-- begin Passage provided --
I believe Church covered all of the bases in these nine reasons. The one that came to my mind may be part of the equipping segment of evangelizing, but it is none the less a major factor for people to not even thinking about evangelizing, which is a lack of motivation. The “motivating” comes from focusing on the Great Commission and every believer’s obedience to that command from Jesus.
Totally agree with your essay. Evangelism is losing out to entertaining. If every child of God would tell how God has changed their life to one person a week, we couldn’t build churches big enough or fast enough to hold them. Jesus said “Go”. He did not say herd the people into the temple.
Right
Agree with the 9 reasons. May the Lord revive us and renew our burden for the lost souls.
This list is so good. I’d only take exception to #9 because in many circles, it’s not that they don’t believe a bad doctrine about salvation. It’s that they have stopped having a heavy burden for people going into eternity without Christ, they have simply given up, or they actually treat “those people” with disdain – even good people who are otherwise quite nice. And some Christians are burdened for the lost, but feel like they aren’t equipped to “evangelize” and so they don’t even try to.
Thank you for your comments Robin. I have recently moved to a new state. I am in the process of finding a new church family. I have visited five church’s. I finally found one . However it is an Evangelical Presbyterian Church. I told the pastor “ I’m just not there yet”. As Robin put it “not equipped “. I have been praying, studying, and listening. Amen.
So easy to get doing busy work that we forget to do the most important work of reaching those with the Gospel of Christ.
-- end Passage provided --
→ Task directions
In the comments above, which of the nine reasons does one commenter take exception to?
-- begin Entries supplied --
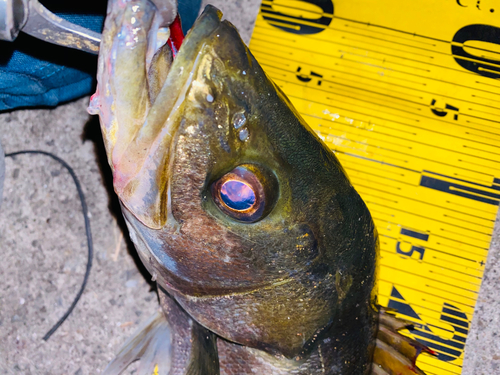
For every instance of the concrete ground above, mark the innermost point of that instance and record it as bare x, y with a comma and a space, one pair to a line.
43, 249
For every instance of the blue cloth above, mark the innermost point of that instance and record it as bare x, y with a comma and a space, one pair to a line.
36, 73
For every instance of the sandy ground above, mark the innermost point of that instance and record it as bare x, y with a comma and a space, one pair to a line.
43, 249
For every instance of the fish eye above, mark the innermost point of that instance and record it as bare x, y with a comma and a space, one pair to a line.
241, 193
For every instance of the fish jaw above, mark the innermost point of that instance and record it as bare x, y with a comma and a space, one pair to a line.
137, 128
317, 239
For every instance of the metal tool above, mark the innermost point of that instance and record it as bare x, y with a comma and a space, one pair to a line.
34, 19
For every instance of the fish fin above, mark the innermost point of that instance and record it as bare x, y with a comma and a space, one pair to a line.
395, 353
151, 343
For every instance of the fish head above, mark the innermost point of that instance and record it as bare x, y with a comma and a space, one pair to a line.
235, 206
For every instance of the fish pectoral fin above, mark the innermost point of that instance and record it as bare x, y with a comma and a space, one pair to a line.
395, 353
151, 344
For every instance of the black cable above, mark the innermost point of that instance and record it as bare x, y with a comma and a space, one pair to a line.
87, 230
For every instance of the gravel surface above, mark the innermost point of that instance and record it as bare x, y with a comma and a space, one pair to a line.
43, 247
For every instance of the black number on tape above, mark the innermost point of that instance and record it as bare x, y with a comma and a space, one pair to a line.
447, 349
414, 249
299, 25
476, 63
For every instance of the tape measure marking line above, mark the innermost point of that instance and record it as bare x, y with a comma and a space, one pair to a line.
430, 129
367, 192
435, 234
457, 70
349, 156
487, 222
436, 283
419, 61
424, 364
344, 30
485, 83
478, 284
370, 146
429, 254
275, 16
415, 298
429, 361
438, 119
478, 149
424, 304
467, 264
385, 68
406, 198
376, 80
384, 34
383, 95
464, 277
428, 317
391, 114
427, 247
443, 298
397, 173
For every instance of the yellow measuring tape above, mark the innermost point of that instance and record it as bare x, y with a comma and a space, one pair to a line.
407, 96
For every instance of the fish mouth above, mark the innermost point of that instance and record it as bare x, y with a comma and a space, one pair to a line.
139, 129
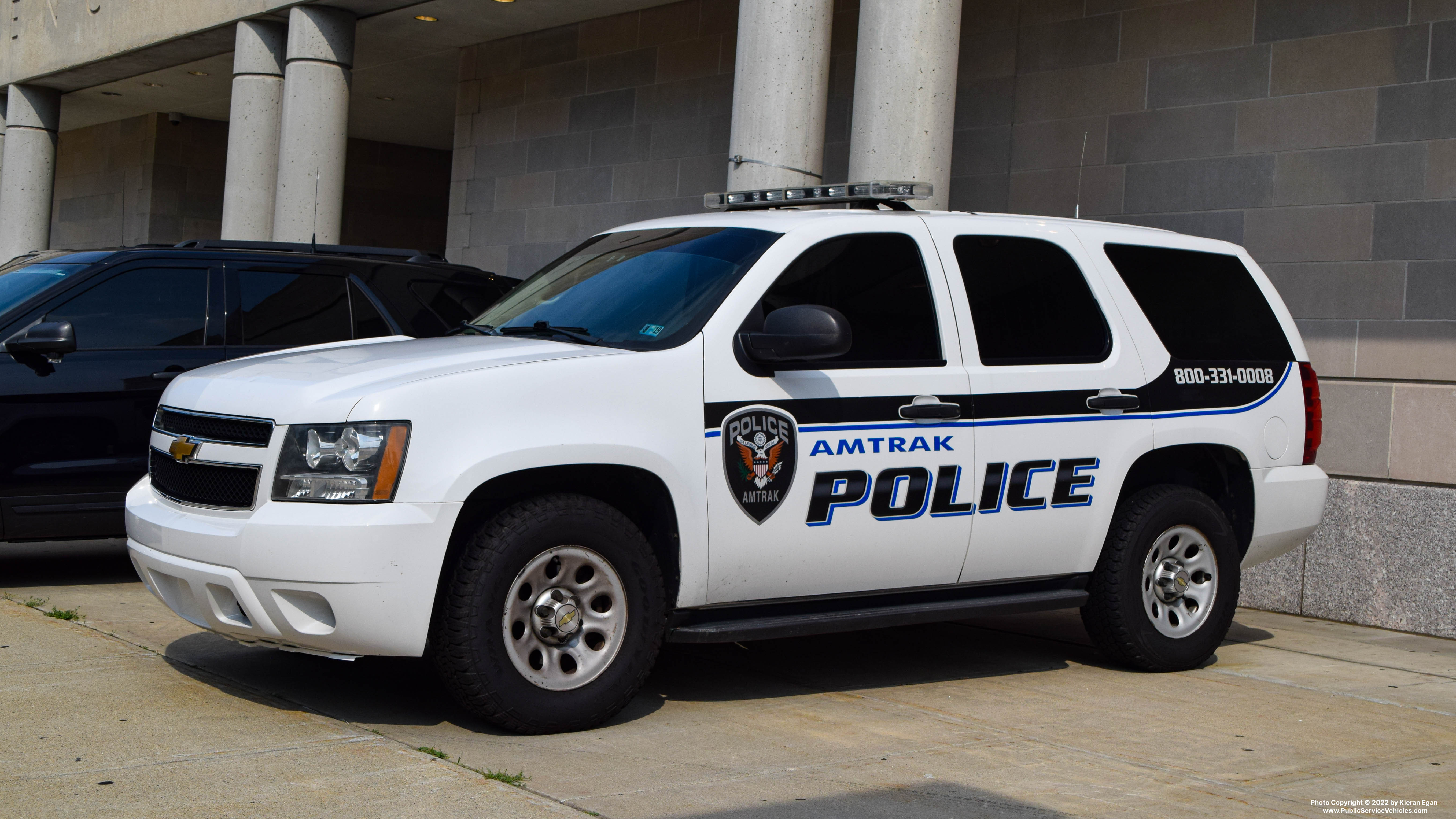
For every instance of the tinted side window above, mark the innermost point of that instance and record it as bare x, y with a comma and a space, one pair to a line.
1203, 306
292, 309
879, 283
139, 309
1030, 303
455, 302
392, 286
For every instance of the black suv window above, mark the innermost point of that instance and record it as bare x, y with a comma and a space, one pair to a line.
879, 283
139, 309
1203, 306
1030, 303
285, 309
430, 306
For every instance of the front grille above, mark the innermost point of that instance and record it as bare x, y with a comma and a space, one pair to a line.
209, 485
250, 433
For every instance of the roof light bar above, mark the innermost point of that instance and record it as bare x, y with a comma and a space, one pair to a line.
819, 195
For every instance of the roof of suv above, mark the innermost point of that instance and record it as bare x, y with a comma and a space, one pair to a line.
333, 252
787, 219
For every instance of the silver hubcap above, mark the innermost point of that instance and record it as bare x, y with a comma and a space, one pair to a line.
566, 617
1180, 581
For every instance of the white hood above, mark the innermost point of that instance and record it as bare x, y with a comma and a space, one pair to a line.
322, 383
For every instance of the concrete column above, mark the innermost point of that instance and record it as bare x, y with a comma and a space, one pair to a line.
905, 94
252, 133
781, 92
33, 119
315, 126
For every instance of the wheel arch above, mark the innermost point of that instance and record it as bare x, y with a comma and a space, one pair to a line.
1218, 470
635, 492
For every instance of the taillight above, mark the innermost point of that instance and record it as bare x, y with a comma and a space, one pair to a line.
1314, 417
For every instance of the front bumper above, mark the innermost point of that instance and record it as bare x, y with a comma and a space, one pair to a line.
328, 580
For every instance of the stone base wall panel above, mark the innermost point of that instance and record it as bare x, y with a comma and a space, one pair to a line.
1385, 555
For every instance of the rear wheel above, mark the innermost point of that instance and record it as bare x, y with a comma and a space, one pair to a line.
1165, 588
552, 616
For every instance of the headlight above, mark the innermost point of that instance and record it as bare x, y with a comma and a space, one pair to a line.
356, 463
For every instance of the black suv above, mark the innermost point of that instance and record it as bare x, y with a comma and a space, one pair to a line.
75, 425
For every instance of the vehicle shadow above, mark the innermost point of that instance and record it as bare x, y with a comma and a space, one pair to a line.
405, 692
66, 563
932, 801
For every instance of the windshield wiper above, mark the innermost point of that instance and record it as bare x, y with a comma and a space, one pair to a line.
544, 328
474, 329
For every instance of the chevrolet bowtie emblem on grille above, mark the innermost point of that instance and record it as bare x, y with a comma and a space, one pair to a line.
184, 449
-- end Entries supplied --
→ Output for this task
Reason #9.